While the stock market appears to have dodged bear territory for now, the Fed is on top of inflation, the real estate market is softening only slightly, OPEC+ has promised increased oil supply, and China is finally emerging from lockdowns to ease supply worries, there are still periodic troubling signs investors should keep an eye on.
Here are four things to watch out for.
Big names making ominous predictions.
Two Goldman Sachs leaders have now made ominous warnings in public talks. Jamie Dimon, speaking at a conference sponsored by AllianceBernstein Holdings on Wednesday, openly spoke of a potential “hurricane” closing in on the markets, due to a confluence of factors he felt looked problematic.
Then on Thursday, Goldman President John Waldron made a statement echoing Jamie Dimon’s pessimistic tone, saying, “We expect there’s going to be tougher economic times ahead. “No question we are seeing a tougher capital-markets environment.”

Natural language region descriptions
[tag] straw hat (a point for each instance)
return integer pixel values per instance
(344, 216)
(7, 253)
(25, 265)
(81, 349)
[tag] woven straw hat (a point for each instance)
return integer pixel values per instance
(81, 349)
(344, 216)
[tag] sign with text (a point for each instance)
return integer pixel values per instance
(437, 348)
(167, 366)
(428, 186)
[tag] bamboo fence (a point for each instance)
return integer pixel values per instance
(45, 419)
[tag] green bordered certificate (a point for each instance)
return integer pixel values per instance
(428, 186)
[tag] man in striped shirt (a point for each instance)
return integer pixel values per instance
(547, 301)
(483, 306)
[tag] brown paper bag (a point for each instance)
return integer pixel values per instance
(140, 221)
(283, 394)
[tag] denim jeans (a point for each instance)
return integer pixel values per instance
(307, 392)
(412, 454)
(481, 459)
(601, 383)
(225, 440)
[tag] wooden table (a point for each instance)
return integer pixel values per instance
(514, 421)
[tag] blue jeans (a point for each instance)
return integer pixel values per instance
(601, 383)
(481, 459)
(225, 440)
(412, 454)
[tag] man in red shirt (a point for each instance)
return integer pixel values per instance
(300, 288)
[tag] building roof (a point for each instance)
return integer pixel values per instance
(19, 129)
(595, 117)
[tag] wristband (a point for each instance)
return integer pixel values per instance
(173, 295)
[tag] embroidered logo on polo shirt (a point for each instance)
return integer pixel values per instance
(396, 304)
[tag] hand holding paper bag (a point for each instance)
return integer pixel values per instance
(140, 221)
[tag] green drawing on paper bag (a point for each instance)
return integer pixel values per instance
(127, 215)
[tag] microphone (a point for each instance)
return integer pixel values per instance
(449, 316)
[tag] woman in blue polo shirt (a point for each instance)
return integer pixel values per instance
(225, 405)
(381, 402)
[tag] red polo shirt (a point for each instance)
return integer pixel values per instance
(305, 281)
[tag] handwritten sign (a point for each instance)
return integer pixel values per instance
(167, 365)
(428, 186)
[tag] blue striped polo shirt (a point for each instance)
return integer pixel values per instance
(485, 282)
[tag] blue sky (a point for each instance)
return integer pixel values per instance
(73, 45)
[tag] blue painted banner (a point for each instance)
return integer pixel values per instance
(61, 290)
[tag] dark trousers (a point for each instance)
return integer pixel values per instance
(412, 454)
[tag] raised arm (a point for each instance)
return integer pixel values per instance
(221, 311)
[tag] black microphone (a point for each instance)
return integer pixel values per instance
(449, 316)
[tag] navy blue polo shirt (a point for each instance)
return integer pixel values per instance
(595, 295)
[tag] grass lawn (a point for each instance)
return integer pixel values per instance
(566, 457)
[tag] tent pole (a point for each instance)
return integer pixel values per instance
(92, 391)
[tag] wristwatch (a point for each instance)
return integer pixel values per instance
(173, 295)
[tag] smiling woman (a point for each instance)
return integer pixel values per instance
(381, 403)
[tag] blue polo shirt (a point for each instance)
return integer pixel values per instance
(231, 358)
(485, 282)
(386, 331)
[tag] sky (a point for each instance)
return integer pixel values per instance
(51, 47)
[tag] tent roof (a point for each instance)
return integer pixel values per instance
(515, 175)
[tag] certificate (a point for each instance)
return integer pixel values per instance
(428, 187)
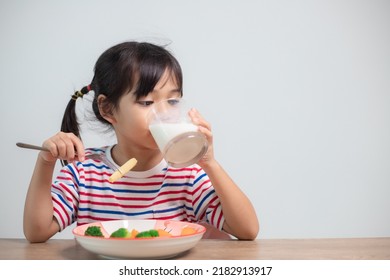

--- TASK ITEM ---
Render this sentence from the article on market warning signs in Spanish: "While the stock market appears to have dodged bear territory for now, the Fed is on top of inflation, the real estate market is softening only slightly, OPEC+ has promised increased oil supply, and China is finally emerging from lockdowns to ease supply worries, there are still periodic troubling signs investors should keep an eye on." The data here is separate material and has no connection to the article on market warning signs.

--- EXERCISE OUTPUT ---
Si bien el mercado bursátil parece haber esquivado por ahora el territorio bajista, la Fed tiene la inflación bajo control, el mercado inmobiliario se está enfriando solo ligeramente, la OPEP+ ha prometido un mayor suministro de petróleo y China por fin está saliendo de los confinamientos, lo que alivia las preocupaciones sobre el suministro, todavía hay señales inquietantes periódicas que los inversores deberían vigilar.